- DIRECTIONS FOR THIS TASK: When you reproduce the entries below, keep each one exact and drop any pictures.

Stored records
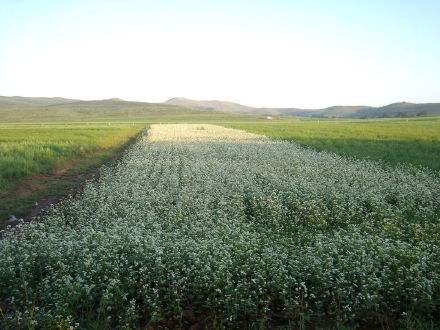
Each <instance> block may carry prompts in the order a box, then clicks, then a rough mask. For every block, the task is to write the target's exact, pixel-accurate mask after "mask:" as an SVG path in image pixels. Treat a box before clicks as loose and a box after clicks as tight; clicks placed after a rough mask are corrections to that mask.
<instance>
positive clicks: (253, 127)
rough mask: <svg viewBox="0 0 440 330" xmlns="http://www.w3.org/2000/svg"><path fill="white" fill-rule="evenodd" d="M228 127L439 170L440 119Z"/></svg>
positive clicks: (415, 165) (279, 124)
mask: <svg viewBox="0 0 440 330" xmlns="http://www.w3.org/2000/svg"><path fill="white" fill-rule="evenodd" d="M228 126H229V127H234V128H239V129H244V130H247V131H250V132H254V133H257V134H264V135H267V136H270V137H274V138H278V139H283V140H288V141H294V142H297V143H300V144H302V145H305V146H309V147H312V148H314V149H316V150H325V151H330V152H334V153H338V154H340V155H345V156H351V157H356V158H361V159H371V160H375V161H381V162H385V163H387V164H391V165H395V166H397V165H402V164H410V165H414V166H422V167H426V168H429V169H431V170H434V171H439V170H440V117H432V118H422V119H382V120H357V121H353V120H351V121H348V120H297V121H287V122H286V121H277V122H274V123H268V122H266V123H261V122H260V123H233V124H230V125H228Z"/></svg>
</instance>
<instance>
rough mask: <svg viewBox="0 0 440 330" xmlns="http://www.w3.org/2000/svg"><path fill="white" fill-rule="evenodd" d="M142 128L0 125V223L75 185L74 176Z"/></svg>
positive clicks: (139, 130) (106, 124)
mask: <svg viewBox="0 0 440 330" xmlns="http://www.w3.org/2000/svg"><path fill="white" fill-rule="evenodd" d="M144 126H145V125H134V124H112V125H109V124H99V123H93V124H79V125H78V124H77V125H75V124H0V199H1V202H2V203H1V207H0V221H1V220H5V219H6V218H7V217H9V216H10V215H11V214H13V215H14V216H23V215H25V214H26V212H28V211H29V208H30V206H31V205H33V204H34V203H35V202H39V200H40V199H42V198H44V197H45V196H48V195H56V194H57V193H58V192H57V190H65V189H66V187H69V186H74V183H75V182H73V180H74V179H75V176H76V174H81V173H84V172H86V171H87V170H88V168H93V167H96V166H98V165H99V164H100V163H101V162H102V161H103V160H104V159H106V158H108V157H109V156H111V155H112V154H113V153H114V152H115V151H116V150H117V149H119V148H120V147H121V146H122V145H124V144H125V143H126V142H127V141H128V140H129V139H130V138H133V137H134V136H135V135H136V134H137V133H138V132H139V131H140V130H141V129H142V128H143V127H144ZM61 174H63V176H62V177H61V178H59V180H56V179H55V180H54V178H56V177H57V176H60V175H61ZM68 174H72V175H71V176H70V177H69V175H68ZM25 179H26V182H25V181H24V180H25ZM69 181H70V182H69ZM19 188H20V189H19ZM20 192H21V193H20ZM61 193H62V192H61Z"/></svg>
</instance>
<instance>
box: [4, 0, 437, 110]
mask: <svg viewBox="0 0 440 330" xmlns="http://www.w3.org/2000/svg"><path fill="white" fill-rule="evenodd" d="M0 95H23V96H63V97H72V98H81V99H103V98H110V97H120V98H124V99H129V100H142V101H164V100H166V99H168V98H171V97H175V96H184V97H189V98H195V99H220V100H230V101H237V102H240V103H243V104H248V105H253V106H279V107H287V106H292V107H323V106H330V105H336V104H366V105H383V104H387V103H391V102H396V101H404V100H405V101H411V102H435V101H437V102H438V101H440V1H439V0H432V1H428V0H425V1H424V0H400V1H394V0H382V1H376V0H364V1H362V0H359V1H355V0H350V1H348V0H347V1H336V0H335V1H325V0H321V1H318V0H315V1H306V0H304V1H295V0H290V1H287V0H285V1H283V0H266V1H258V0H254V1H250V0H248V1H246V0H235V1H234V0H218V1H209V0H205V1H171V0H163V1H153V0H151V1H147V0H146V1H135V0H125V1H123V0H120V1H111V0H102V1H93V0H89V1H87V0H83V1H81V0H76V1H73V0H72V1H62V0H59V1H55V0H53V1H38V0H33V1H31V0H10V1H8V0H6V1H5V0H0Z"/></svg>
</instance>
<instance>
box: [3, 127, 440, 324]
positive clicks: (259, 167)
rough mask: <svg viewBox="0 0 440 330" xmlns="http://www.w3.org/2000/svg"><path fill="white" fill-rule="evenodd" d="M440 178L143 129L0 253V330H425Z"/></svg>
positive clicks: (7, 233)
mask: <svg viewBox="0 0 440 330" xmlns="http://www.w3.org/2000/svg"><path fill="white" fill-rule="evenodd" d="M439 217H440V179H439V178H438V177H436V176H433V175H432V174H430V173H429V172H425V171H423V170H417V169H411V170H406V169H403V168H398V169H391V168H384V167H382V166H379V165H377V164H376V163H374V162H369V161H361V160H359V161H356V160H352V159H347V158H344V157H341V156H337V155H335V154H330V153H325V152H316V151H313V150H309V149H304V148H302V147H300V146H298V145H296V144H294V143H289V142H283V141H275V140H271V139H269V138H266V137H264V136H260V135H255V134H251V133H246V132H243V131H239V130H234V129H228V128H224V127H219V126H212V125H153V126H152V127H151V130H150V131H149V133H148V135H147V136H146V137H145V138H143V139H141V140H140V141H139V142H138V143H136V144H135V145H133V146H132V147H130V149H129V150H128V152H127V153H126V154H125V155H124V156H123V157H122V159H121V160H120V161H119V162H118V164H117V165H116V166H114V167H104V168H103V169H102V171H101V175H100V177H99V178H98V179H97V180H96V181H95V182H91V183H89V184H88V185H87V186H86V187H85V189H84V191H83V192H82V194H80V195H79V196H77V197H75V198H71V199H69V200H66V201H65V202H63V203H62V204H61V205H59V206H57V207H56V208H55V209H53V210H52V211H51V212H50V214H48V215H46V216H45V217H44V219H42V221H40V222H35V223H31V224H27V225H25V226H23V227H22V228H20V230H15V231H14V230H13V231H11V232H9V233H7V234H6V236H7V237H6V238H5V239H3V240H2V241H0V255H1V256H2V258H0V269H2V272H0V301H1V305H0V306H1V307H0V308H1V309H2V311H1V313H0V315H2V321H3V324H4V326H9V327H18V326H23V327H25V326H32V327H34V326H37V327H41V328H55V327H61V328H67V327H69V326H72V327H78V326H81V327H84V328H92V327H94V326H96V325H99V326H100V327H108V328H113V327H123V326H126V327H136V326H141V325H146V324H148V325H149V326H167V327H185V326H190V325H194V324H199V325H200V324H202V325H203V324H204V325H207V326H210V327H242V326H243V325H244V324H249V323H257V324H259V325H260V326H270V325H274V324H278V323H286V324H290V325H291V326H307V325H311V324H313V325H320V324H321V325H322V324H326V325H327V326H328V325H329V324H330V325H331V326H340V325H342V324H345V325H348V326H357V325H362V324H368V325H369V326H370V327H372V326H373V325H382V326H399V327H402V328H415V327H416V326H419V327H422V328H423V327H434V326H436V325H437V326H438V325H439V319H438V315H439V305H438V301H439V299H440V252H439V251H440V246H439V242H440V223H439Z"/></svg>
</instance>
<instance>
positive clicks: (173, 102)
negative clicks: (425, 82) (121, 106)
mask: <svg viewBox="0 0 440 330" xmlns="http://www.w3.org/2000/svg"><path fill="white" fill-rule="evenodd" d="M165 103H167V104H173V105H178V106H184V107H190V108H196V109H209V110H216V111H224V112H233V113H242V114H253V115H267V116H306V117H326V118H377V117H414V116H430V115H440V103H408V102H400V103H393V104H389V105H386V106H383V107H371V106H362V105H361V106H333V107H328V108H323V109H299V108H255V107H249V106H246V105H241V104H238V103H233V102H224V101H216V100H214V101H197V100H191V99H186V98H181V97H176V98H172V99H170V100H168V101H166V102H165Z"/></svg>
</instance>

- TASK RESULT:
Each <instance> block may carry prompts in the order a box, then clicks, then a rough mask. For every block, the task is to write the target's exact, pixel-accurate mask after "mask:" as an SVG path in image pixels. Treat a box before clicks as loose and a box after clicks as tight; clicks placed after a rough mask are corrections to that mask.
<instance>
positive clicks: (253, 127)
rough mask: <svg viewBox="0 0 440 330" xmlns="http://www.w3.org/2000/svg"><path fill="white" fill-rule="evenodd" d="M228 127L439 170L440 119Z"/></svg>
positive clicks: (415, 165) (279, 124)
mask: <svg viewBox="0 0 440 330" xmlns="http://www.w3.org/2000/svg"><path fill="white" fill-rule="evenodd" d="M228 126H229V127H234V128H239V129H244V130H247V131H250V132H254V133H257V134H264V135H267V136H270V137H274V138H278V139H283V140H288V141H294V142H297V143H300V144H302V145H305V146H309V147H312V148H314V149H316V150H325V151H330V152H334V153H338V154H340V155H345V156H351V157H356V158H361V159H371V160H375V161H381V162H385V163H387V164H391V165H395V166H397V165H402V164H410V165H414V166H422V167H426V168H429V169H431V170H434V171H439V170H440V117H432V118H422V119H382V120H357V121H353V120H351V121H348V120H297V121H287V122H286V121H277V122H274V123H268V122H266V123H261V122H260V123H233V124H230V125H228Z"/></svg>
</instance>
<instance>
rough mask: <svg viewBox="0 0 440 330" xmlns="http://www.w3.org/2000/svg"><path fill="white" fill-rule="evenodd" d="M142 128L0 125V223L75 185L74 176Z"/></svg>
positive clicks: (139, 130) (106, 124)
mask: <svg viewBox="0 0 440 330" xmlns="http://www.w3.org/2000/svg"><path fill="white" fill-rule="evenodd" d="M144 126H145V125H134V124H112V125H109V124H99V123H93V124H79V125H78V124H77V125H75V124H0V199H1V202H2V203H1V207H0V221H1V220H5V219H6V218H7V217H9V216H10V215H11V214H13V215H14V216H23V215H25V214H26V212H28V211H29V208H30V206H31V205H33V204H34V203H35V202H39V200H40V199H42V198H44V197H45V196H48V195H56V194H57V193H58V192H57V190H65V189H66V187H69V186H74V183H75V182H73V180H74V179H75V176H76V174H81V173H84V172H86V171H87V170H88V168H93V167H96V166H98V165H99V164H100V163H101V162H102V161H103V160H104V159H106V158H108V157H109V156H111V155H112V154H113V153H114V152H115V151H116V150H117V149H119V148H120V147H121V146H122V145H124V144H125V143H126V142H127V141H128V140H129V139H130V138H133V137H134V136H135V135H136V134H137V133H138V132H139V131H140V130H141V129H142V128H143V127H144ZM61 174H63V176H62V177H61V178H59V180H56V179H55V180H54V178H56V177H57V176H60V175H61ZM68 174H72V175H71V176H70V177H69V175H68ZM25 179H26V182H25V181H24V180H25ZM69 181H70V182H69ZM19 188H20V189H19ZM20 192H21V193H20ZM61 193H62V192H61Z"/></svg>
</instance>
<instance>
box: [4, 0, 437, 110]
mask: <svg viewBox="0 0 440 330" xmlns="http://www.w3.org/2000/svg"><path fill="white" fill-rule="evenodd" d="M0 95H23V96H63V97H72V98H81V99H103V98H110V97H120V98H124V99H129V100H142V101H164V100H166V99H168V98H171V97H175V96H184V97H189V98H195V99H220V100H230V101H237V102H240V103H243V104H248V105H253V106H279V107H287V106H292V107H323V106H330V105H336V104H366V105H383V104H387V103H391V102H396V101H404V100H405V101H411V102H435V101H437V102H438V101H440V1H439V0H432V1H428V0H425V1H424V0H400V1H394V0H382V1H376V0H364V1H362V0H359V1H355V0H350V1H348V0H347V1H336V0H335V1H325V0H321V1H318V0H315V1H306V0H304V1H295V0H290V1H287V0H285V1H283V0H266V1H258V0H254V1H250V0H248V1H246V0H235V1H234V0H218V1H209V0H205V1H171V0H163V1H153V0H151V1H147V0H146V1H135V0H125V1H123V0H120V1H111V0H102V1H93V0H89V1H87V0H83V1H81V0H76V1H73V0H72V1H62V0H59V1H55V0H53V1H38V0H33V1H31V0H10V1H8V0H6V1H5V0H0Z"/></svg>
</instance>
<instance>
box: [3, 127, 440, 324]
positive clicks: (259, 167)
rough mask: <svg viewBox="0 0 440 330" xmlns="http://www.w3.org/2000/svg"><path fill="white" fill-rule="evenodd" d="M440 178L143 129L0 253V330H425Z"/></svg>
positive clicks: (7, 233)
mask: <svg viewBox="0 0 440 330" xmlns="http://www.w3.org/2000/svg"><path fill="white" fill-rule="evenodd" d="M439 217H440V179H439V178H438V177H436V176H433V175H432V174H430V173H429V172H425V171H423V170H417V169H411V170H406V169H403V168H398V169H391V168H384V167H382V166H379V165H377V164H376V163H374V162H369V161H361V160H359V161H356V160H352V159H347V158H344V157H341V156H337V155H335V154H330V153H325V152H316V151H313V150H309V149H304V148H302V147H300V146H298V145H296V144H294V143H289V142H283V141H275V140H271V139H269V138H266V137H264V136H260V135H255V134H251V133H246V132H243V131H239V130H234V129H228V128H224V127H219V126H212V125H153V126H152V127H151V130H150V131H149V133H148V135H147V136H146V137H145V138H143V139H141V140H140V141H139V142H138V143H136V144H135V145H133V146H132V147H130V149H129V150H128V152H127V153H126V154H125V155H124V156H123V157H122V159H121V160H120V161H119V162H118V164H117V165H116V166H114V167H104V168H103V169H102V171H101V175H100V177H99V178H98V179H97V180H96V181H95V182H91V183H89V184H88V185H87V186H86V187H85V189H84V191H83V192H82V194H80V195H79V196H77V197H75V198H71V199H69V200H66V201H65V202H63V203H62V204H61V205H59V206H57V207H56V208H55V209H53V210H52V211H51V212H50V214H48V215H46V216H45V217H44V219H42V221H40V222H35V223H31V224H27V225H25V226H23V227H22V228H20V230H15V231H14V230H13V231H11V232H9V233H7V234H6V236H7V237H6V238H5V239H3V240H2V241H0V255H1V256H2V258H0V269H2V272H0V301H1V305H0V306H1V307H0V308H1V309H2V311H1V313H0V315H2V321H3V324H4V326H9V327H18V326H23V327H25V326H32V327H34V326H37V327H41V328H55V327H61V328H67V327H69V326H72V327H78V326H81V327H84V328H92V327H94V326H96V325H99V326H100V327H108V328H113V327H123V326H126V327H136V326H141V325H146V324H148V325H149V326H167V327H185V326H190V325H194V324H199V325H200V324H202V325H203V324H204V325H207V326H210V327H242V326H243V325H244V324H249V323H257V324H259V325H260V326H270V325H274V324H278V323H286V324H290V325H291V326H307V325H311V324H313V325H320V324H321V325H322V324H326V325H327V326H328V325H329V324H330V325H331V326H340V325H342V324H345V325H348V326H357V325H362V324H368V325H369V326H370V327H372V326H373V325H382V326H399V327H402V328H415V327H416V326H419V327H422V328H423V327H434V326H436V325H437V326H438V325H439V319H438V315H439V305H438V301H439V299H440V252H439V251H440V246H439V242H440V223H439Z"/></svg>
</instance>
<instance>
positive clicks: (173, 102)
negative clicks: (425, 82) (121, 106)
mask: <svg viewBox="0 0 440 330" xmlns="http://www.w3.org/2000/svg"><path fill="white" fill-rule="evenodd" d="M165 103H167V104H173V105H178V106H184V107H190V108H196V109H209V110H216V111H224V112H233V113H242V114H253V115H267V116H306V117H326V118H377V117H414V116H430V115H440V103H408V102H400V103H393V104H389V105H386V106H383V107H371V106H362V105H361V106H333V107H328V108H323V109H299V108H255V107H249V106H246V105H241V104H238V103H233V102H224V101H216V100H214V101H197V100H191V99H186V98H181V97H176V98H172V99H170V100H168V101H166V102H165Z"/></svg>
</instance>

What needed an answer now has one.